**Task to complete:**
Extend the marsh-and-crow passage, starting after its final sentence.
-- Text excerpt follows --
And yet at that moment, none of that mattered. None of it seemed real, or important enough to fret over. I sat there alone in this wonderful, holy place on an unusually warm day in February, and felt nothing but peace and happiness. My future is no more secure than that of the moose and deer who had left the numerous piles I'd encountered, yet they seem to do all right, and they don't have jobs either. What's that passage from the Bible, about the lilies of the field that don't toil, but that thrive anyway? Maybe my girlfriend would know, she spent a number of years in one of those born-again churches before following her own natural ethnic spirituality to forge a belief system more consistent with her Choctaw-Cherokee roots. We've had some intense discussions on the subject. We disagree on quite a lot, but we're both in agreement on one thing: what we call prayer isn't about talking to some "god". It's about listening.

A crow soared overhead and cried out. It wasn't the raucous "caw" you usually hear from crows, it was an odd, rattling croak, more like that of a raven. Jim M. and I would sometimes watch the crows in the yard outside our window at Markem (probably why we're out of work now!) They'd provided comic relief, waddling in ungainly, quarrelsome herds as they foraged for food in noisy dispute over delectables. Little dinosaurs, we used to call them.

There was nothing petulant or comical about the being I watched now. He rode the thermals like a hawk, climbing ever higher. I wondered what the view was like to him, and tried to envision the marsh from above as a patch of white amidst the brown and purple of the low surrounding hills, and me, a tiny green and blue speck at its northern edge. He croaked again, and it reverberated from those same hills. The only time I've ever heard that croak was from solitary individuals, probably who'd gotten separated from their flock and were searching them out. It might be an alarm call - "I'm lost, where is everybody?" It's a lonely sound. I watched him spiraling up, getting smaller and smaller until he finally heeled over to one side and disappeared over the tops of the trees. I wanted to think he'd found his tribe and was rejoining them.
-- Text excerpt concluded --
-- Data shown follows --
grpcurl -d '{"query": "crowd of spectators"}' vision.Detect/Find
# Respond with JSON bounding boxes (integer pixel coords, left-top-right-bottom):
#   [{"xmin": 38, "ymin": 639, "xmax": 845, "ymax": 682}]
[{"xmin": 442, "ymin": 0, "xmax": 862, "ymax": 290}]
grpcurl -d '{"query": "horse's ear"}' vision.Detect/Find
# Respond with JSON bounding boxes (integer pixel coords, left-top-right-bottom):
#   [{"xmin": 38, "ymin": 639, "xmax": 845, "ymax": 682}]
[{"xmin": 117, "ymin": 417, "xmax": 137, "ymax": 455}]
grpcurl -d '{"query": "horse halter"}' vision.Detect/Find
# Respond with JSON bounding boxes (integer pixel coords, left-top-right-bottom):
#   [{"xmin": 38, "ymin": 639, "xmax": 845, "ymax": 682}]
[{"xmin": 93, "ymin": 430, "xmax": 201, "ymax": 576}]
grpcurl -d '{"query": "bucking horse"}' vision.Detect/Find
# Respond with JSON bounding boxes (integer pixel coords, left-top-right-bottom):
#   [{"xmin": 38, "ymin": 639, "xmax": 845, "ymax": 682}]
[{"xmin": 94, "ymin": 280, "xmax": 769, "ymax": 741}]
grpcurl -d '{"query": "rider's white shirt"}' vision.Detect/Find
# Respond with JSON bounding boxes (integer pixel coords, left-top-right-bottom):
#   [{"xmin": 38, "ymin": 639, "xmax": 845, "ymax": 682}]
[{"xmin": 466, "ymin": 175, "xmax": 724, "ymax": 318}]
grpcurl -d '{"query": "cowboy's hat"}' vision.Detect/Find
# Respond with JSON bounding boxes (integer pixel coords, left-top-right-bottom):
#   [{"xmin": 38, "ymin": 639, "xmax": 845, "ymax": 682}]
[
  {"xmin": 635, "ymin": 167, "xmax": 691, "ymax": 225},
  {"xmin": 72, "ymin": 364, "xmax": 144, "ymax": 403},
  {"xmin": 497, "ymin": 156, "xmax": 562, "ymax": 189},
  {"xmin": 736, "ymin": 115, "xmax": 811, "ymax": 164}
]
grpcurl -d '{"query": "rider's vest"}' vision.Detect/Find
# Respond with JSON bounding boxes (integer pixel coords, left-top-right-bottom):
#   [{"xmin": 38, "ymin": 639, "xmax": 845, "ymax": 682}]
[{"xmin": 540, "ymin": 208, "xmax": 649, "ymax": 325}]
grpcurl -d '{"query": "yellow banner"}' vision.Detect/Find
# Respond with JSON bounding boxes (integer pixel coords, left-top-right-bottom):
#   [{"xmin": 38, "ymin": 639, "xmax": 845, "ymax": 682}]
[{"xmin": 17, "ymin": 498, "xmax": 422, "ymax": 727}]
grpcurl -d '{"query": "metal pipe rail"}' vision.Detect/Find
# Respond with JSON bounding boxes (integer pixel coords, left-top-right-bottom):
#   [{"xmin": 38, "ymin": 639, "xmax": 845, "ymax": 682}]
-- Data shown concluded --
**Final answer:**
I followed the shore of the marsh for a while, then decided to begin exploration in earnest. I took out the compass and set out on a southwesterly heading, which seemed to keep the sun slightly to my left.

I tramped for a few hours with no sign of a trail, and was getting a little tired. I'm not used to following a compass track, and several times found myself veering more southward than I wanted to go. The sun was getting lower and lower in the sky, and I was getting a little concerned about the hour. I found myself in a dark, chilly hemlock swamp, whose frozen seep was slick and treacherous with surface melt. It was slow going. I was hoping to come across some kind of trail, even an old skidder track, but each open linear stretch of white I spotted turned out only to be a natural clearing. I was on virgin ground, trudging alone into unknown territory with only a compass I barely knew how to use to guide me (okay, I had the sun, but I'm trying to make a point here, believe it or not), and only the vaguest idea of where I might end up. I began wondering if I'd made a mistake in attempting such an adventure without practicing my compass skills around the backyard first.

Eventually I encountered another open marsh, a huge one, that stretched to the south farther than I could see. I didn't want to walk any further south - it would be just that much further north I'd have to go later. I made up my mind to go around this barrier at its northern end.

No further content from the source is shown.